## Problem to solve
Repeat the records below exactly, leaving out every picture.

## Exercise material

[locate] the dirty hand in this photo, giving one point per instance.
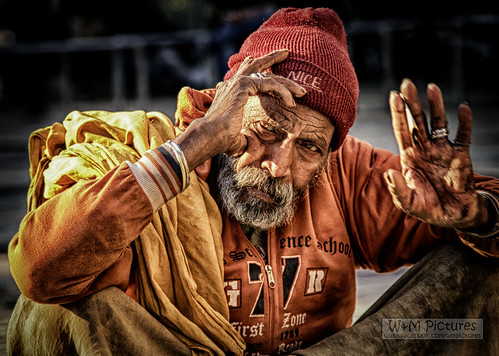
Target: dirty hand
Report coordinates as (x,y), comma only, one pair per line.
(436,183)
(226,111)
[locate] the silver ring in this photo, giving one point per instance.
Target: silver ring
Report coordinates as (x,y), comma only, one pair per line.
(259,75)
(439,133)
(460,143)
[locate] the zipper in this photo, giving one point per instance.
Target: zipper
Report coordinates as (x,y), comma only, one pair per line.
(271,295)
(269,299)
(270,276)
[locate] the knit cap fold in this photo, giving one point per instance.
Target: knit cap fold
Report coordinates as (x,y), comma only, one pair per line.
(318,60)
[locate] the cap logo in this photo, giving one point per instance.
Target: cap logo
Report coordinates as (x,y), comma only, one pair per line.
(306,80)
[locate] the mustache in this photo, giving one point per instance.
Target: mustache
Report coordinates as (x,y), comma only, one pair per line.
(257,178)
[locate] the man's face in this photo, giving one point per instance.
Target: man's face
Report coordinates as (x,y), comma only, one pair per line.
(287,148)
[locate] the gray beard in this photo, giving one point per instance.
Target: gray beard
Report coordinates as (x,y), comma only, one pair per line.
(247,208)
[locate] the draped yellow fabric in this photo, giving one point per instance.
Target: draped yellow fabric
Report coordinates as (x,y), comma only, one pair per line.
(179,269)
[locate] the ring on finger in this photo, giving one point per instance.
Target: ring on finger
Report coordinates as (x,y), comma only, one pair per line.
(259,75)
(439,133)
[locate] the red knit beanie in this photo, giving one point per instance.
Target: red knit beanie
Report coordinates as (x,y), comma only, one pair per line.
(318,60)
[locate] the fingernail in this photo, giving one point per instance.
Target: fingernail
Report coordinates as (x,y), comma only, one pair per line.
(396,100)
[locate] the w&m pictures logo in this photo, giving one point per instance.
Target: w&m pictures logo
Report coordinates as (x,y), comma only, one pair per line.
(437,329)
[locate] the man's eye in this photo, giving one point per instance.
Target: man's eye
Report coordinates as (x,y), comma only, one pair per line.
(311,147)
(266,126)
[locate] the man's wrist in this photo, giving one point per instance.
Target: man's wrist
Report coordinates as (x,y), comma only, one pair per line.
(162,173)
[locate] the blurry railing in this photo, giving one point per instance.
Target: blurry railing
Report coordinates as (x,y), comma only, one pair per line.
(379,50)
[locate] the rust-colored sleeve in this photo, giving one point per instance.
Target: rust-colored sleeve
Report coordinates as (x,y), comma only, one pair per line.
(78,242)
(384,237)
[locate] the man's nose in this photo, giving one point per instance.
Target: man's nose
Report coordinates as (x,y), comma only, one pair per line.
(279,159)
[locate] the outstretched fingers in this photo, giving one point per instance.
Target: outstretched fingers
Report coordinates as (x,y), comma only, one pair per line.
(401,193)
(463,136)
(437,112)
(399,122)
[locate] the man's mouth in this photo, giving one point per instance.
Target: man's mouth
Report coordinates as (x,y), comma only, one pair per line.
(260,195)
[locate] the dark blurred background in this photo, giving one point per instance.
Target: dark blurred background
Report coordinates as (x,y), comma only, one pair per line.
(57,56)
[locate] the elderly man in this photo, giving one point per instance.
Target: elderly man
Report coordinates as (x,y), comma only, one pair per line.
(243,227)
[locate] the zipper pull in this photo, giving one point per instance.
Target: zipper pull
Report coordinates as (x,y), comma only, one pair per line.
(270,276)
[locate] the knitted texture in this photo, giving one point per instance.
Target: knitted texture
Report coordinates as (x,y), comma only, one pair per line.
(318,60)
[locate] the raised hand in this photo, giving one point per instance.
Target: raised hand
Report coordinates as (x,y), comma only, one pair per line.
(436,183)
(222,129)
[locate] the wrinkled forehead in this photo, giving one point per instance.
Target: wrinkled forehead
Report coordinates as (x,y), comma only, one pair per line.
(271,108)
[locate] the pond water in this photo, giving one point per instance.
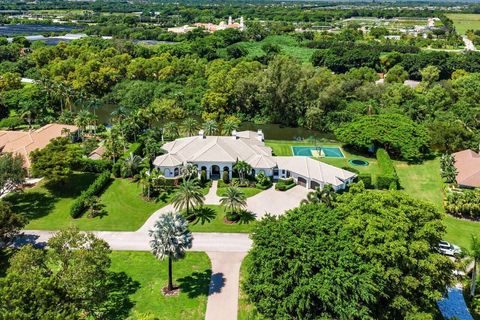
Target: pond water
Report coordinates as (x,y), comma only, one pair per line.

## Answer to the exercise
[locate] the dirty hand in this photo, giving one point per instance.
Target: dirty hand
Report coordinates as (x,y), comma only, one pair per line.
(436,183)
(226,111)
[locate] the silver ring in this photo, giving one point per instance.
Target: silver ring
Report coordinates as (x,y), comma only, one pair per line.
(259,75)
(439,133)
(460,143)
[locate] the zipper in this photo, giving one point per instance.
Target: zipper
Report coordinates as (x,y), comma only, one pair per line.
(271,295)
(269,299)
(270,276)
[locate] the knit cap fold in this photo, giving one point per instance.
Target: knit cap fold
Report coordinates as (x,y), comma only, one pair per line.
(318,60)
[locate] the cap logo in this photo, giving one point per instance.
Target: cap logo
Report coordinates as (x,y), comma only, one pair per line.
(306,80)
[locate] the mustache in this photo, giving one point per instance.
Target: mustache
Report coordinates as (x,y), comma only, one pair per line.
(257,178)
[locate] the man's face in this photo, giving one point per instance.
Target: man's face
Report coordinates as (x,y), comma only, one pair per line.
(287,148)
[locate] the gray beard in this photo, giving one point per instance.
Target: gray beard
Report coordinates as (x,y), comma only, one pair per line.
(247,208)
[locate] the draped yellow fabric in this photo, giving one point per instance.
Target: draped yellow fabric
Report coordinates as (x,y), comma only, one pair per line.
(179,269)
[locate] the ring on finger in this photo, giving one point per instance.
Target: ring on finger
Report coordinates as (x,y), comma only, one pair per line.
(259,75)
(439,133)
[locate] the red knit beanie in this photo, giving one point per instance.
Target: red knit beanie
Report coordinates as (x,y), comma only, one pair per line.
(318,60)
[locate] the fingernail in this photo, giving one point per instance.
Target: fingernail
Report coordinates as (x,y), comma only, one pair per line.
(396,100)
[locate] the w&m pictures logo in this photo, giving one point per instance.
Target: w&m pictures logo
Report coordinates as (x,y), comma only, one pair per line.
(437,329)
[locate] the man's eye in this photo, giving one point per instance.
Target: man's eye
Report coordinates as (x,y), comma only, one pair per line.
(311,147)
(266,126)
[locate] the man's wrist in this photo, giving one point per instance.
Target: man's wrist
Report coordinates as (x,y), comma only, one pair per line.
(162,173)
[locate] the blurry railing in this photo, giving one point per instance.
Target: blurry railing
Report coordinates as (x,y), comma only, one pair per line.
(379,50)
[locate] the rust-colored sleeve in this photo, giving one point per instance.
Target: rust-colored sleeve
Report coordinates as (x,y), comma only, one pair per line.
(78,242)
(384,237)
[locate] the man's nose in this photo, giving one point per instance.
Target: man's nose
Report coordinates as (x,y), comma only, one pair per line.
(279,159)
[locate] the outstretched fingers in this photo, giving one point per instance.
Target: outstretched fingers
Report coordinates as (x,y), comma only, one pair per line.
(401,193)
(463,136)
(437,112)
(399,122)
[locate] the man's mouth in this photo, giving one point per instance.
Target: man's mouth
Report coordinates as (x,y), comma only, one pair per line.
(260,195)
[locate] the dark blurred background in this photo, giving one point per instance.
Target: dark blurred background
Report coordinates as (x,y), comma only, one pair per line.
(57,56)
[locate] the elderly man in this photo, giving one point per instance.
Target: elderly man
Report coordinates as (x,y), comma only, one pair per line.
(243,227)
[locate] the zipper pull in this photo, giving one point per instance.
Target: zipper pull
Report coordinates as (x,y), comma only, one pair per line.
(270,276)
[locate] the knitted texture in this photo, giving one point per instance.
Target: knitted texture
Report coordinates as (x,y), comma only, one pair per line.
(318,60)
[locate] the raised hand in this photo, giving one point per instance.
Target: raised hand
Report coordinates as (x,y), comma only, one pair per line.
(436,183)
(222,129)
[locate] the wrinkled forehead in this photo, giving one point per instance.
Target: wrinkled forehead
Report coordinates as (x,y), comma only, one pair per line.
(271,108)
[locate] the pond water in this photo, giving one point per instance.
Target: pond water
Report coordinates as (x,y), comma only, one pair per line.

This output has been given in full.